▸ Görev 1
Yaşam büfesi ve yarış atları üzerine yazıdan, "Yukarıdaki girişi Sayın" sözcüklerini içeren yerle açılıp "oynayalım bari !" sözcükleriyle kapanan bölümü olduğu gibi yeniden yazar mısınız?
▸ Görev 2
Yaşam büfesi ve yarış atları üzerine yazıyı, gösterilen son cümleden sonra devam ettirir misiniz?

▸ Okunacak Metin
=-=-=-=-=

Yaşam Büfesinde “Yarış Atları”

“…İnsanları, sınıflandırmaktan ve onları şablon tanımlarıyla ifade etmekten asla hoşlanmam; ama yaşama bakış açıları ve beklentileri söz konusu olduğunda, böyle bir sınıflandırma için bir hak doğuyor diye düşünmekteyim…”

Merhaba

Yukarıdaki girişi Sayın Günseli Özen Ocakoğlu‘nun “Executive Excellence” dergisinin ülkemde Türkçe olarak yayıma geçtiği 1997 yılındaki bir tanıtımından aldım. İzniyle, yazısının devamını da aşağıya alacağım. Bayan Ocakoğlu’nun güncel yazısını okumak isterseniz şu linki kullanabilirsiniz: http://www.rotaline.com/ee/makale/?kod=2337. Ne kadar doğru yazmış: “Her birimiz kendi yazmadığımız ve hatta rol almak istenmediğimiz oyunda hem seyirci hem de zoraki oyuncu gibiyizVe vizyon sahibi iş bilir liderlerin yetişebilmesi için de eskisinden daha çok gayret ve sabır göstermek gerekiyor. ”  Madem el mahkum; o halde rollerimizi doğru oynayalım bari !

=-=-=-=-=

▸ Verilen Malzeme
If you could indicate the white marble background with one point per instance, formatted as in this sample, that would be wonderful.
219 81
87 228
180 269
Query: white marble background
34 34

=-=-=-=-=

▸ Yanıt 1
Yukarıdaki girişi Sayın Günseli Özen Ocakoğlu‘nun “Executive Excellence” dergisinin ülkemde Türkçe olarak yayıma geçtiği 1997 yılındaki bir tanıtımından aldım. İzniyle, yazısının devamını da aşağıya alacağım. Bayan Ocakoğlu’nun güncel yazısını okumak isterseniz şu linki kullanabilirsiniz: http://www.rotaline.com/ee/makale/?kod=2337. Ne kadar doğru yazmış: “Her birimiz kendi yazmadığımız ve hatta rol almak istenmediğimiz oyunda hem seyirci hem de zoraki oyuncu gibiyizVe vizyon sahibi iş bilir liderlerin yetişebilmesi için de eskisinden daha çok gayret ve sabır göstermek gerekiyor. ”  Madem el mahkum; o halde rollerimizi doğru oynayalım bari !

▸ Yanıt 2
Neden böylesi eski tarihli bir yazıyı buraya taşıyorum ?

 Amacım Ekim 1997 de iş dünyasına bakışta, değerli görüşlerin bir araya toplanıp derlendiği oniki yıl önceki belgerlin bugün bile ne denli önemli ve geçerli olduğuna değinebilmek. Bayan Ocakoğlu, kişileri üç gruba ayırıp değerlendirirken bir anlamda “performans yönetimi” ne “yüksek performanlı ekipler” oluşturmada görünenleri ele almaktadır. Hatta bay Welch‘in o günlerde GE de uygulamakta olduğu Darwinci Ayrımcılık’a zemin hazırlamaktadır. Bay Welch cesurdu; açık sözlüydü. Kendi kuralı olan “20/70/10” a göre en alta düşen %10 luk grubu işte atacağını net olarak söylüyordu. Böylece Kaizen’e göre kurumu adım adım yukarılara çıkarmak istiyordu. her baş kerimin istediği gibi; hele bir de borsaya açılmış şirketsen; tüm gözler üzerindeyse. El mahkum!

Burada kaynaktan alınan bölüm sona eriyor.